Write out all of the lines below, exactly and completely.
**** Material shown
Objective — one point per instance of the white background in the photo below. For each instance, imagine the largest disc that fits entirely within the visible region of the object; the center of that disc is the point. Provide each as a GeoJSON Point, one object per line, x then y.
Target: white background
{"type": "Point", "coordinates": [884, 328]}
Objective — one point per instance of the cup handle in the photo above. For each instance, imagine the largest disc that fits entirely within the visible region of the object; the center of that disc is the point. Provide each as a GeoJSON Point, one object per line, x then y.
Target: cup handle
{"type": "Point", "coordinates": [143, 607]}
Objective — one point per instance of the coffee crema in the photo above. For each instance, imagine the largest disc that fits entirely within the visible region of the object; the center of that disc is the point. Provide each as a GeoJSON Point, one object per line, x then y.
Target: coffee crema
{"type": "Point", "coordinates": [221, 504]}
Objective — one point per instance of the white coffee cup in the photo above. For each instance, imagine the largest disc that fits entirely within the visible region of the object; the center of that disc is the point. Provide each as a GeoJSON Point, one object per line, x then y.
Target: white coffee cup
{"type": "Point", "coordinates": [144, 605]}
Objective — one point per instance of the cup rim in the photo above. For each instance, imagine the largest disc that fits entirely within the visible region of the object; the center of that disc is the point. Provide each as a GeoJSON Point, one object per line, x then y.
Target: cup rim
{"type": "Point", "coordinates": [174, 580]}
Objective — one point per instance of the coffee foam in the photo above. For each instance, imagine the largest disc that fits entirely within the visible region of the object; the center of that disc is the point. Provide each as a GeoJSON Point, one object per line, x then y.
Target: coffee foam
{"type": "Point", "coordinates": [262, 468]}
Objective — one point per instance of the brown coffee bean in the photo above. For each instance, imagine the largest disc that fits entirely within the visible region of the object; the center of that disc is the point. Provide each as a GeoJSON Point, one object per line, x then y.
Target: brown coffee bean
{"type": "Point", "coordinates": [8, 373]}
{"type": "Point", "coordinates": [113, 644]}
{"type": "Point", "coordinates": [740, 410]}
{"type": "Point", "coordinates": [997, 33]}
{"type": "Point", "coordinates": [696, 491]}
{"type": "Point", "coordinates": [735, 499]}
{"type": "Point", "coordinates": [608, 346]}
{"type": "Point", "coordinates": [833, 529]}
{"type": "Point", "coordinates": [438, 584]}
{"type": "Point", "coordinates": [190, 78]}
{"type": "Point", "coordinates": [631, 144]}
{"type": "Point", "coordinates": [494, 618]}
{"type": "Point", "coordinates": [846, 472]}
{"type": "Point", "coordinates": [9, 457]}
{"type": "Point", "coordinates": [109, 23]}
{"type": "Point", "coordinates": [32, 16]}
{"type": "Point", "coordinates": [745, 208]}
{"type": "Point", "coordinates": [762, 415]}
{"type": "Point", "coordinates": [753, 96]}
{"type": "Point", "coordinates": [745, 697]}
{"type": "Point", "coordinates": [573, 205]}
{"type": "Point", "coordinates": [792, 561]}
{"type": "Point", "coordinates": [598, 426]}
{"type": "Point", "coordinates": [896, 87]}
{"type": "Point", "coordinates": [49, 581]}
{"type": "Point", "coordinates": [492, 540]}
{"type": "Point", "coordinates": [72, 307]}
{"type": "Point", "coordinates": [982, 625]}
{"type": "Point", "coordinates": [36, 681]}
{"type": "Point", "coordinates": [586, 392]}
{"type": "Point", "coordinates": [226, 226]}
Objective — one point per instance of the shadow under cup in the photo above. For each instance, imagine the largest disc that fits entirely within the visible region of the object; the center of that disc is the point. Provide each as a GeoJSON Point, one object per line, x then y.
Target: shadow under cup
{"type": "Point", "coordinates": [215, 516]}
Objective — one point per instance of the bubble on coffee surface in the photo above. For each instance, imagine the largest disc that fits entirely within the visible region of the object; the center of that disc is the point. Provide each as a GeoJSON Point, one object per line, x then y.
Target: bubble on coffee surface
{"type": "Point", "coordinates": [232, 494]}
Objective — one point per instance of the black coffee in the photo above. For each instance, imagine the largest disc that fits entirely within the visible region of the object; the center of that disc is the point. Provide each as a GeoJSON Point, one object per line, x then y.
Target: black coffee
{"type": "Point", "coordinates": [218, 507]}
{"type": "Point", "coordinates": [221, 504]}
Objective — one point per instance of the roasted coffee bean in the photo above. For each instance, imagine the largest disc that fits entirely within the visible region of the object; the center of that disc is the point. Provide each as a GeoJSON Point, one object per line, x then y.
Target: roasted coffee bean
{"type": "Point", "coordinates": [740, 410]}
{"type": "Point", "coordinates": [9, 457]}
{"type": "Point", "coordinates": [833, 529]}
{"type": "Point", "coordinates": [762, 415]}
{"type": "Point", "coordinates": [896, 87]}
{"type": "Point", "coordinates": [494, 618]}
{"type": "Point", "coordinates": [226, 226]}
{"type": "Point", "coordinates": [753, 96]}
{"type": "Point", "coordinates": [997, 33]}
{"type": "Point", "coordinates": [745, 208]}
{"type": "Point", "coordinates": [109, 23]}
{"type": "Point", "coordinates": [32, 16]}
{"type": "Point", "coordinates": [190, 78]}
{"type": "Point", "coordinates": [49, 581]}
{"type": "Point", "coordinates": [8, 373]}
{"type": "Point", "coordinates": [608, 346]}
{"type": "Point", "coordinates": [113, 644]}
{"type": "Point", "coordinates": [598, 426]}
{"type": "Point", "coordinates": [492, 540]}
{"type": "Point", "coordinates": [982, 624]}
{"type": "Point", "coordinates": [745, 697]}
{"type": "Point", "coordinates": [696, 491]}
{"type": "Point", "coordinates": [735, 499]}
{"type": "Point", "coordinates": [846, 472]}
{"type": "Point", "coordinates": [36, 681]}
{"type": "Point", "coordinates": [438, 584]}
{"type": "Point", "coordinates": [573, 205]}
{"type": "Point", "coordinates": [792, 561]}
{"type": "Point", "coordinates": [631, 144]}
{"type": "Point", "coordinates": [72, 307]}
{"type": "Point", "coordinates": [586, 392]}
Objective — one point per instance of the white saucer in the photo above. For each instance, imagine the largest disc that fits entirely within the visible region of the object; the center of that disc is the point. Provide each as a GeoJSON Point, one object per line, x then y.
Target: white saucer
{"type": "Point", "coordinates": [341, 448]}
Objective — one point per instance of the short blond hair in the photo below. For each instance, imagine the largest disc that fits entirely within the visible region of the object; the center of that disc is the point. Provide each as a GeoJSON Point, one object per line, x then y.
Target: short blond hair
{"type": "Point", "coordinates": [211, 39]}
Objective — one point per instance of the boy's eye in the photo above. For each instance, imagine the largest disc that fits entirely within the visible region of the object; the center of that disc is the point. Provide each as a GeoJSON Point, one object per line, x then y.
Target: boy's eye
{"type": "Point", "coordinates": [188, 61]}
********
Task result
Objective — one point per instance of the white background in the photo below. For each instance, imagine the largest disc that fits entirely within the visible region of the object; the center of that disc is the point. Provide each as a GeoJSON Point, one object per line, x then y.
Target: white background
{"type": "Point", "coordinates": [884, 328]}
Objective — one point per instance of the cup handle in the photo above. For each instance, imagine the largest disc that fits entirely within the visible region of the object; the center of that disc is the point. Provide each as a GeoJSON Point, one object per line, x then y.
Target: cup handle
{"type": "Point", "coordinates": [143, 607]}
Objective — one point per instance of the coffee crema in the photo above. For each instance, imagine the largest disc that fits entirely within the visible region of the object; the center of that disc is the point. Provide each as a GeoJSON Point, one object per line, x then y.
Target: coffee crema
{"type": "Point", "coordinates": [221, 504]}
Objective — one point per instance of the white coffee cup in the photo above. For each instance, imagine the largest disc that fits entirely within the visible region of the object; the center of that disc is the point. Provide each as a GeoJSON Point, one object per line, x then y.
Target: white coffee cup
{"type": "Point", "coordinates": [144, 605]}
Objective — one point per instance of the cup rim in the photo above. For each instance, imagine the largest disc that fits entirely within the visible region of the object; the center of that disc is the point. Provide each as a GeoJSON Point, one object per line, x then y.
Target: cup rim
{"type": "Point", "coordinates": [174, 580]}
Objective — one point per instance of the coffee foam in the photo above. For each instance, imagine the largest disc that fits entirely within the visible region of the object; the center of that disc is the point. Provide each as a GeoJSON Point, one object per line, x then y.
Target: coffee foam
{"type": "Point", "coordinates": [262, 468]}
Objective — one point per instance of the brown coffee bean in the photo above. For each instance, imagine the largest disc that fits entirely within the visible region of the object; the center of that disc is the point. Provide each as a GeoJSON Point, one object per line, x then y.
Target: brown coffee bean
{"type": "Point", "coordinates": [8, 373]}
{"type": "Point", "coordinates": [113, 644]}
{"type": "Point", "coordinates": [740, 410]}
{"type": "Point", "coordinates": [997, 33]}
{"type": "Point", "coordinates": [696, 491]}
{"type": "Point", "coordinates": [735, 499]}
{"type": "Point", "coordinates": [608, 346]}
{"type": "Point", "coordinates": [833, 529]}
{"type": "Point", "coordinates": [438, 584]}
{"type": "Point", "coordinates": [190, 78]}
{"type": "Point", "coordinates": [631, 144]}
{"type": "Point", "coordinates": [494, 618]}
{"type": "Point", "coordinates": [846, 472]}
{"type": "Point", "coordinates": [9, 457]}
{"type": "Point", "coordinates": [109, 23]}
{"type": "Point", "coordinates": [32, 16]}
{"type": "Point", "coordinates": [745, 208]}
{"type": "Point", "coordinates": [762, 415]}
{"type": "Point", "coordinates": [753, 96]}
{"type": "Point", "coordinates": [745, 697]}
{"type": "Point", "coordinates": [573, 205]}
{"type": "Point", "coordinates": [792, 561]}
{"type": "Point", "coordinates": [598, 426]}
{"type": "Point", "coordinates": [896, 87]}
{"type": "Point", "coordinates": [49, 581]}
{"type": "Point", "coordinates": [492, 540]}
{"type": "Point", "coordinates": [72, 307]}
{"type": "Point", "coordinates": [982, 625]}
{"type": "Point", "coordinates": [36, 681]}
{"type": "Point", "coordinates": [586, 392]}
{"type": "Point", "coordinates": [226, 226]}
Objective — one point per instance of the shadow under cup in the photo above. For each instance, imagine the largest disc that fits entirely within the visible region of the object; the center of that disc is the point. Provide each as a GeoJSON Point, one object per line, x then y.
Target: shadow under cup
{"type": "Point", "coordinates": [215, 516]}
Objective — one point per instance of the bubble on coffee surface in the photo above. For each instance, imagine the largest disc that fits entirely within the visible region of the object; the center of that disc is the point. Provide each as a GeoJSON Point, one object per line, x then y.
Target: bubble on coffee surface
{"type": "Point", "coordinates": [232, 494]}
Objective — one point per instance of the black coffee in the photo above. For each instance, imagine the largest disc that fits entirely within the visible region of the object; the center of that disc is the point. Provide each as a GeoJSON Point, one object per line, x then y.
Target: black coffee
{"type": "Point", "coordinates": [218, 507]}
{"type": "Point", "coordinates": [221, 504]}
Objective — one point per instance of the roasted coffee bean in the photo above. For each instance, imagine the largest disc that fits entirely within the visible region of the object; the center of that disc is the point. Provide each as a GeoJSON Point, one object per line, x then y.
Target: roasted coffee bean
{"type": "Point", "coordinates": [740, 410]}
{"type": "Point", "coordinates": [9, 457]}
{"type": "Point", "coordinates": [833, 529]}
{"type": "Point", "coordinates": [762, 415]}
{"type": "Point", "coordinates": [896, 87]}
{"type": "Point", "coordinates": [494, 618]}
{"type": "Point", "coordinates": [226, 226]}
{"type": "Point", "coordinates": [753, 96]}
{"type": "Point", "coordinates": [997, 33]}
{"type": "Point", "coordinates": [745, 208]}
{"type": "Point", "coordinates": [109, 23]}
{"type": "Point", "coordinates": [32, 16]}
{"type": "Point", "coordinates": [190, 78]}
{"type": "Point", "coordinates": [49, 581]}
{"type": "Point", "coordinates": [8, 373]}
{"type": "Point", "coordinates": [608, 346]}
{"type": "Point", "coordinates": [113, 644]}
{"type": "Point", "coordinates": [598, 426]}
{"type": "Point", "coordinates": [492, 540]}
{"type": "Point", "coordinates": [982, 624]}
{"type": "Point", "coordinates": [745, 697]}
{"type": "Point", "coordinates": [696, 491]}
{"type": "Point", "coordinates": [735, 499]}
{"type": "Point", "coordinates": [846, 472]}
{"type": "Point", "coordinates": [36, 681]}
{"type": "Point", "coordinates": [438, 584]}
{"type": "Point", "coordinates": [573, 205]}
{"type": "Point", "coordinates": [792, 561]}
{"type": "Point", "coordinates": [631, 144]}
{"type": "Point", "coordinates": [72, 307]}
{"type": "Point", "coordinates": [586, 392]}
Objective — one point per instance of the white saucer in the photo above. For each instance, imagine the largest disc that fits entirely within the visible region of the object; the center of that disc is the point. Provide each as a GeoJSON Point, one object per line, x then y.
Target: white saucer
{"type": "Point", "coordinates": [341, 448]}
Objective — one point per instance of the short blond hair in the photo below. For each instance, imagine the largest disc that fits entirely within the visible region of the object; the center of that disc is the point. Provide each as a GeoJSON Point, one object per line, x then y.
Target: short blond hair
{"type": "Point", "coordinates": [211, 39]}
Objective — one point per instance of the boy's eye in the photo above. For each instance, imagine the largest disc that fits entirely within the visible region of the object; the center of that disc is the point. Provide each as a GeoJSON Point, one object per line, x then y.
Target: boy's eye
{"type": "Point", "coordinates": [188, 61]}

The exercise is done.